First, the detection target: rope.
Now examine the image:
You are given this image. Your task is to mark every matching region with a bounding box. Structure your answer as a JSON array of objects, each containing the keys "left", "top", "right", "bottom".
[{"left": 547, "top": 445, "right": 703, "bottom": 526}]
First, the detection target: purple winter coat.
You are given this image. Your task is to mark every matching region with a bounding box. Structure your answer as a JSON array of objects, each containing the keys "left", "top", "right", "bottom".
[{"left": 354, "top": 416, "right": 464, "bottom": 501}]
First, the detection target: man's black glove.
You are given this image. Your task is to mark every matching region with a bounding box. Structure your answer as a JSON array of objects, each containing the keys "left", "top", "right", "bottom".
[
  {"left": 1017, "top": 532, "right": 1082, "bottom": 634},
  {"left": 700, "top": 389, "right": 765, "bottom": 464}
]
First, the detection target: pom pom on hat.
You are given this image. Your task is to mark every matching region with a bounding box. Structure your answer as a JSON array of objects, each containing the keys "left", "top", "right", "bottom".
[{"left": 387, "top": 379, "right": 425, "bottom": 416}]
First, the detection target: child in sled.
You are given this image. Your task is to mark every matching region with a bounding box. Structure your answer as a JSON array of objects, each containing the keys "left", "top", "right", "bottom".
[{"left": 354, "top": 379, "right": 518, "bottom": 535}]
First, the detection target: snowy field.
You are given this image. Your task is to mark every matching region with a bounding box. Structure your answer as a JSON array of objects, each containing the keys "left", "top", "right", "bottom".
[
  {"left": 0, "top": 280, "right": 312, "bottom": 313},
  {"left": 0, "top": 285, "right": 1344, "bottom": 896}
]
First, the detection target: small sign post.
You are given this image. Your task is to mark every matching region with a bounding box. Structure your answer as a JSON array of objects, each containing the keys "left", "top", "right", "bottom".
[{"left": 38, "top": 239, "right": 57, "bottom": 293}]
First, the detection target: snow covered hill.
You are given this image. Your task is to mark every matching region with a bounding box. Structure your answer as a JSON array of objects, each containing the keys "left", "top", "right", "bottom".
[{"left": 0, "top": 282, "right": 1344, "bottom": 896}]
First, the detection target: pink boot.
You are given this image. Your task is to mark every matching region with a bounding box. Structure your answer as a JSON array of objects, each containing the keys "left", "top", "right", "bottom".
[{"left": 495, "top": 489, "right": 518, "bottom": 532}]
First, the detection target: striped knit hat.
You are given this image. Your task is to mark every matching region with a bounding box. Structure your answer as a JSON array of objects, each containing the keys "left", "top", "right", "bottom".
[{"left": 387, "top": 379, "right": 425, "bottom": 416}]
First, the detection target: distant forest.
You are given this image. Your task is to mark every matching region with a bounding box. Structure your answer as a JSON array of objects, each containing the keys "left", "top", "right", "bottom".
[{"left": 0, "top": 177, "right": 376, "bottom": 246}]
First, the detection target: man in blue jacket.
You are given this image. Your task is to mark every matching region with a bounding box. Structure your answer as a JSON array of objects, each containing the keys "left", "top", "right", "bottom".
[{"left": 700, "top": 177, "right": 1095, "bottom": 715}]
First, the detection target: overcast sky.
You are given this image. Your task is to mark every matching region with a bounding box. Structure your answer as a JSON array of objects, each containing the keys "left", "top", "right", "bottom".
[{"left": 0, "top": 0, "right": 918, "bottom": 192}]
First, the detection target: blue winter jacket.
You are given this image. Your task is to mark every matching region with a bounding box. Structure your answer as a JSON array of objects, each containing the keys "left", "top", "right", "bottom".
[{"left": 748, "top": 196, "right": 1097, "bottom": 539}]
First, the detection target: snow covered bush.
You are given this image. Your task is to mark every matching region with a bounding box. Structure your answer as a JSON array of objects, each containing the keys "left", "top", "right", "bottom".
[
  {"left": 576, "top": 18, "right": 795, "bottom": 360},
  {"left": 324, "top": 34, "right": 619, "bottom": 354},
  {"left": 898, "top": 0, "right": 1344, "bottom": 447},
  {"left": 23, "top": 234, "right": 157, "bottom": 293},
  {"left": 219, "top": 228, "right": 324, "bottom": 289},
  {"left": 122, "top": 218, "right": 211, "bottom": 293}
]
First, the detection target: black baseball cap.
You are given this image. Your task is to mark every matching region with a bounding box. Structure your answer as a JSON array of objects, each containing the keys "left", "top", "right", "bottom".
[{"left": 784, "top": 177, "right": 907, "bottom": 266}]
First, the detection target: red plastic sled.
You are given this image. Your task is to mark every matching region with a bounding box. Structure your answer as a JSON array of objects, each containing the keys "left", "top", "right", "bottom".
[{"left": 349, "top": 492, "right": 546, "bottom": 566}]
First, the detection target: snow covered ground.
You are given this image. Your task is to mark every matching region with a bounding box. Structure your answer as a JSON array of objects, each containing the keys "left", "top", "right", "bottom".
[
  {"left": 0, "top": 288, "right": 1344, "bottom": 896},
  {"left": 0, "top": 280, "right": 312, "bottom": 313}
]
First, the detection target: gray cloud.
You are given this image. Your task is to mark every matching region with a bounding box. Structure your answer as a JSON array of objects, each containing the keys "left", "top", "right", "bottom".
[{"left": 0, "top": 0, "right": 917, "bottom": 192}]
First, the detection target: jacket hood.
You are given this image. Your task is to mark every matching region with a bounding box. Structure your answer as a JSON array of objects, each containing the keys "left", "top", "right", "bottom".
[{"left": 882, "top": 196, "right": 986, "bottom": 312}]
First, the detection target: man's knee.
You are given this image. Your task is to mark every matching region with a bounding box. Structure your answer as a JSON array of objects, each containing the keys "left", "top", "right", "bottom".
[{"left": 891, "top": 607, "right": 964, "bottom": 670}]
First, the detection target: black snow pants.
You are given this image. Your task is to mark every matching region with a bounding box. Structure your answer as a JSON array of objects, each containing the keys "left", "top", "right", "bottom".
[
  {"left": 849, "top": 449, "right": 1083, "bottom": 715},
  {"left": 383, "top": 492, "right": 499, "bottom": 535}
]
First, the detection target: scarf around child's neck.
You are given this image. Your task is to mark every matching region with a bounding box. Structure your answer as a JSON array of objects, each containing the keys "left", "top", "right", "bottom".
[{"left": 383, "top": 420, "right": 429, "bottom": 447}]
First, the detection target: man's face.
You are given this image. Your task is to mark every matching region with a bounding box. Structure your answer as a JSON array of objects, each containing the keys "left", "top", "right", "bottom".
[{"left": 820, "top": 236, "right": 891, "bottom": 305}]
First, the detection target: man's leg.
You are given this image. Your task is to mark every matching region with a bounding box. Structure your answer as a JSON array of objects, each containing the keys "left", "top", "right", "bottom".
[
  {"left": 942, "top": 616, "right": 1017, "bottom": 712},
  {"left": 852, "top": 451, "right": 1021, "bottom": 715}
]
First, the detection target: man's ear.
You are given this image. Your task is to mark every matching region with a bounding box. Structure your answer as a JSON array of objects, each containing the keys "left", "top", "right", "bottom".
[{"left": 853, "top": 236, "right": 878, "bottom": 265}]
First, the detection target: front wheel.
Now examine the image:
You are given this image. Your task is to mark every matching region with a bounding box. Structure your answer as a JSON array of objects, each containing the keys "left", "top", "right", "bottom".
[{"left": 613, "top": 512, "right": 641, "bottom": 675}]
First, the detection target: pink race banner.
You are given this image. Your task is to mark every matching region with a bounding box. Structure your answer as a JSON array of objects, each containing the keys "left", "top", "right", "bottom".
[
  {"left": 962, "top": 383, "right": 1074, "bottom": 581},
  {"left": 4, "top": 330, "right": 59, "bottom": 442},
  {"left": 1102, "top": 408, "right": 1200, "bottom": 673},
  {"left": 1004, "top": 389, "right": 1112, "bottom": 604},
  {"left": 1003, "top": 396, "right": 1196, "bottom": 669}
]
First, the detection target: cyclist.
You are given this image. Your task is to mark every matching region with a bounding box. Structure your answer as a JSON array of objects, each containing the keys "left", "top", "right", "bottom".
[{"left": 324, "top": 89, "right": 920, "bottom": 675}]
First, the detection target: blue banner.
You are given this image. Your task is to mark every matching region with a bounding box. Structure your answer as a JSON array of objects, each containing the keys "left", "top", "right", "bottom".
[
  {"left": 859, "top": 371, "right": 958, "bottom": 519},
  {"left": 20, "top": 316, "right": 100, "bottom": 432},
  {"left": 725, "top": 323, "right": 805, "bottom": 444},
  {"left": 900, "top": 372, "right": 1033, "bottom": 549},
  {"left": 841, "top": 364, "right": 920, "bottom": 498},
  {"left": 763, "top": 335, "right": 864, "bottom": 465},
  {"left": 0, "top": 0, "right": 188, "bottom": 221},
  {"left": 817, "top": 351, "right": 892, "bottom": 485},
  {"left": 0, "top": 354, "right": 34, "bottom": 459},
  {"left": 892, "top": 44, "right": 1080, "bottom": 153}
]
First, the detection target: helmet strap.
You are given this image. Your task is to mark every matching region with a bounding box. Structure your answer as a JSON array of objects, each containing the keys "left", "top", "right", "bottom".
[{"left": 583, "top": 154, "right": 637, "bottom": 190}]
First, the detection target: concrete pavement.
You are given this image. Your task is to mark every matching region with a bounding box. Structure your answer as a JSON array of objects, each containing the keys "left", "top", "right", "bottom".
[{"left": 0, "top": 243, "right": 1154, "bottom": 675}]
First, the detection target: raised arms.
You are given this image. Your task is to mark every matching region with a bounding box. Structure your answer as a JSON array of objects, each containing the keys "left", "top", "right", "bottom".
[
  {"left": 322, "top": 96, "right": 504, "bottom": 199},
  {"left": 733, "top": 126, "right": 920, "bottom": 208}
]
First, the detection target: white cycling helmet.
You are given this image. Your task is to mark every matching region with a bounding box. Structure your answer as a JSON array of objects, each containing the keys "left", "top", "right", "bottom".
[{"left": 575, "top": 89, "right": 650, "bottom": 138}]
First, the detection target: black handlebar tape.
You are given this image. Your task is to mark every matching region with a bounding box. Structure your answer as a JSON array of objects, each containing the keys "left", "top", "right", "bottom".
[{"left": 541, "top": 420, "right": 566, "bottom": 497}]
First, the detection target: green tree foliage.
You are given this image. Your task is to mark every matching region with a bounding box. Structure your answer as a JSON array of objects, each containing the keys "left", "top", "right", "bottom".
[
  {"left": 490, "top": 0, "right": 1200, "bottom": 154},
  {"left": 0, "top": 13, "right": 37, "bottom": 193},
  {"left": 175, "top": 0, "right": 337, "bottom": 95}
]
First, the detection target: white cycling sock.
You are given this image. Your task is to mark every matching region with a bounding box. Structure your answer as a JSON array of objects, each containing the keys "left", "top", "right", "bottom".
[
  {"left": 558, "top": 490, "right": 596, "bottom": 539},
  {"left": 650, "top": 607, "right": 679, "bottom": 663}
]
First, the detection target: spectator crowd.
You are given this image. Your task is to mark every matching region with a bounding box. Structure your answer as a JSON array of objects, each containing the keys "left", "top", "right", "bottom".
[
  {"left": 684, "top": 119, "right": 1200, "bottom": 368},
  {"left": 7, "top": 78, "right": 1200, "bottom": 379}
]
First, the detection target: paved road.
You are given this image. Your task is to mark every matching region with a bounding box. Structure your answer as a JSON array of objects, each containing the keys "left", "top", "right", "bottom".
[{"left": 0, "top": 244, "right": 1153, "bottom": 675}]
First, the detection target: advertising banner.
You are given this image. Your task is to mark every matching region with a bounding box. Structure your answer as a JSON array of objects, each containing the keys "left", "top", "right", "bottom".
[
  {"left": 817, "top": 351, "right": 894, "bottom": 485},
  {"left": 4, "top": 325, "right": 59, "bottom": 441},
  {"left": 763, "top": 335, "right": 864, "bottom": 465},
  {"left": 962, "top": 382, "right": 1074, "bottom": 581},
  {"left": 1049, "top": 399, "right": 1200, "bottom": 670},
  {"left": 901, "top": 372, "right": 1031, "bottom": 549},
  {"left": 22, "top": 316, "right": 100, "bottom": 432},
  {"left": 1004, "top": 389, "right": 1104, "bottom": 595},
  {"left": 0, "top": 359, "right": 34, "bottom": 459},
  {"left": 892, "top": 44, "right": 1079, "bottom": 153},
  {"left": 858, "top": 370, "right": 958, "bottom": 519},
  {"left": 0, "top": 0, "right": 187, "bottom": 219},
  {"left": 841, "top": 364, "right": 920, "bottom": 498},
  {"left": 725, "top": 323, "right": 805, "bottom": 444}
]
------
▶ **WHAT TO DO**
Pull out every line of the entries above that contains the string "pink". Matching is case-sensitive.

▶ **RESPONSE TO THIS EXERCISE**
First, the detection target: pink boot.
First, the detection target: pink race banner.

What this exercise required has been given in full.